___ MATERIAL SHOWN ___
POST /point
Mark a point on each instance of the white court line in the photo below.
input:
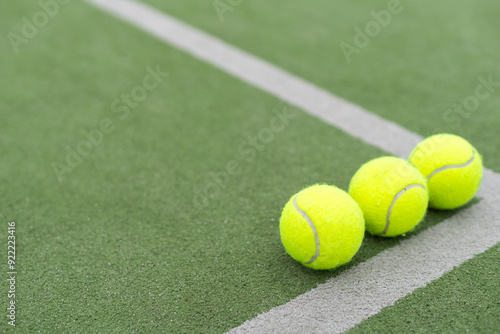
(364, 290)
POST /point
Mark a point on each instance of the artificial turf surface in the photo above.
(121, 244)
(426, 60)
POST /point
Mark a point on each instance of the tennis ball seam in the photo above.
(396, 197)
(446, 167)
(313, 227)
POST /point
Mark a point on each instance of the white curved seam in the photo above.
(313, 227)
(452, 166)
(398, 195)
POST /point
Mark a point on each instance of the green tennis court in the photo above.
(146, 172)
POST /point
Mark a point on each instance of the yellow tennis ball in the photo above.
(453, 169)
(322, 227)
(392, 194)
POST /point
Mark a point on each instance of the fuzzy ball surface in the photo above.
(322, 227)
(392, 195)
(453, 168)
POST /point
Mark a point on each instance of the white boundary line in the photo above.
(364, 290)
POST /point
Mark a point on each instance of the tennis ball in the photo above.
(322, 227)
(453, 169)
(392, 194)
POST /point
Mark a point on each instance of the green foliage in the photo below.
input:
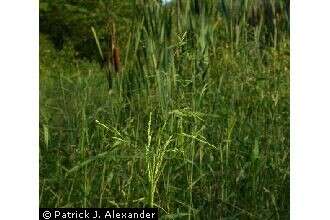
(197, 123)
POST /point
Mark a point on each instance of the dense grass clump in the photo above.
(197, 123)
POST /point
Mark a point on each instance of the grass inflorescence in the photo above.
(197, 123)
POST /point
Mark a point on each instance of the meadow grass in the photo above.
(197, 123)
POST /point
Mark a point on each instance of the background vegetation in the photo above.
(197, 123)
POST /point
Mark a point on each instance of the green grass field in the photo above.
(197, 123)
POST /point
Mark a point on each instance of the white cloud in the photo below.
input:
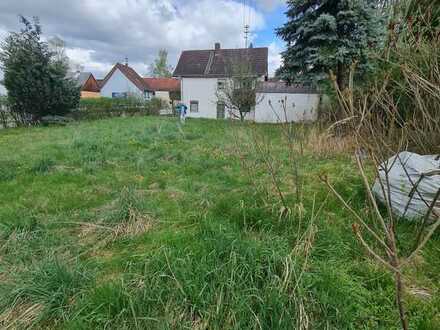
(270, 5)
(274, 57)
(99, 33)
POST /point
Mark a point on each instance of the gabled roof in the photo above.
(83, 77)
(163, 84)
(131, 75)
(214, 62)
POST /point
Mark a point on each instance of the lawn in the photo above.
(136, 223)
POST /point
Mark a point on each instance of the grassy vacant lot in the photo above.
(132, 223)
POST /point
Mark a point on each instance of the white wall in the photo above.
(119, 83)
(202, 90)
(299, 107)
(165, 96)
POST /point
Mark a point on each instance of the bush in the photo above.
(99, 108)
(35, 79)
___
___ MATERIAL SHOWN ___
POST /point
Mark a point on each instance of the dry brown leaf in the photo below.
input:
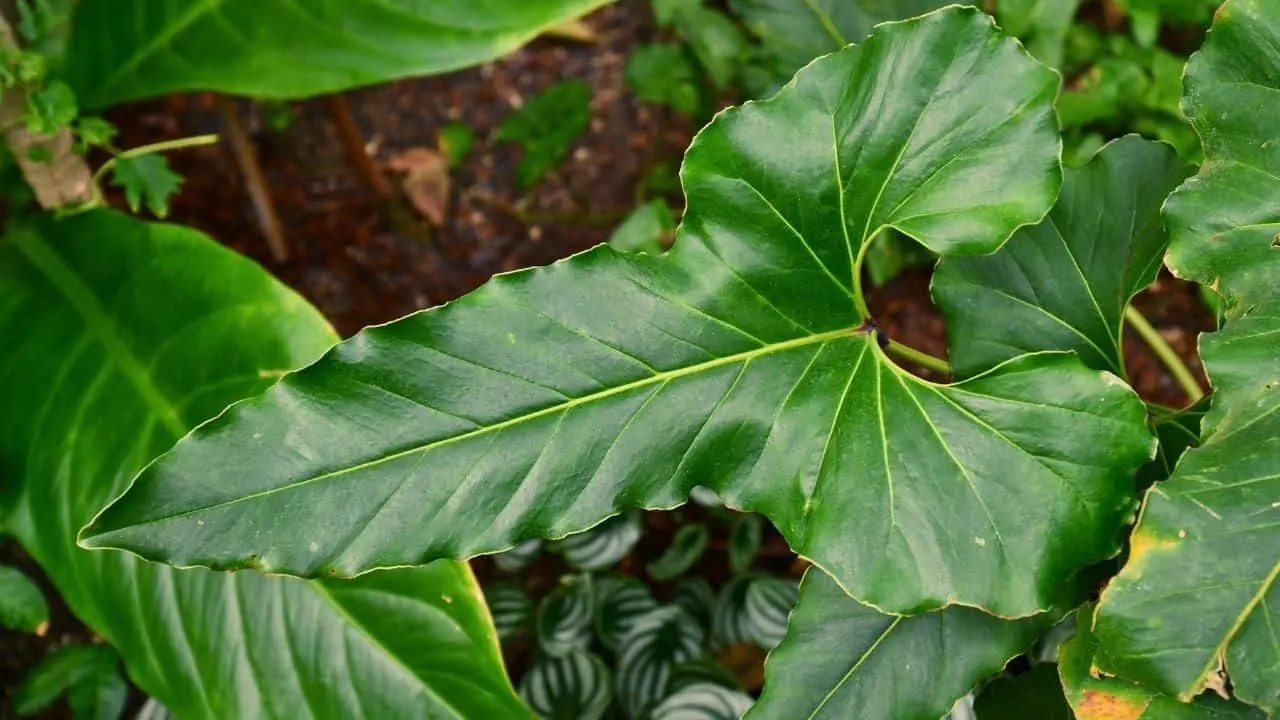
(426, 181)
___
YOUR TASK
Pick out every row above that contains the word "green", and copy each of those rows in full.

OUTPUT OF THE TASK
Mark a point on each instance of the green tennis court in the photo above.
Mark a point on each instance of the green foliage in the photo below.
Mark a point on each instance of the green grass field in the photo above.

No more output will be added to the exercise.